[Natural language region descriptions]
#####
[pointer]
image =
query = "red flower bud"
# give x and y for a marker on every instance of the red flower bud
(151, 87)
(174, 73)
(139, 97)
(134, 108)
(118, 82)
#####
### TASK TO COMPLETE:
An exact copy of every record is needed.

### WORKED SOLUTION:
[pointer]
image =
query = "red flower bud"
# give x and y for a marker on every instance of the red flower bud
(151, 87)
(174, 73)
(139, 97)
(134, 108)
(118, 82)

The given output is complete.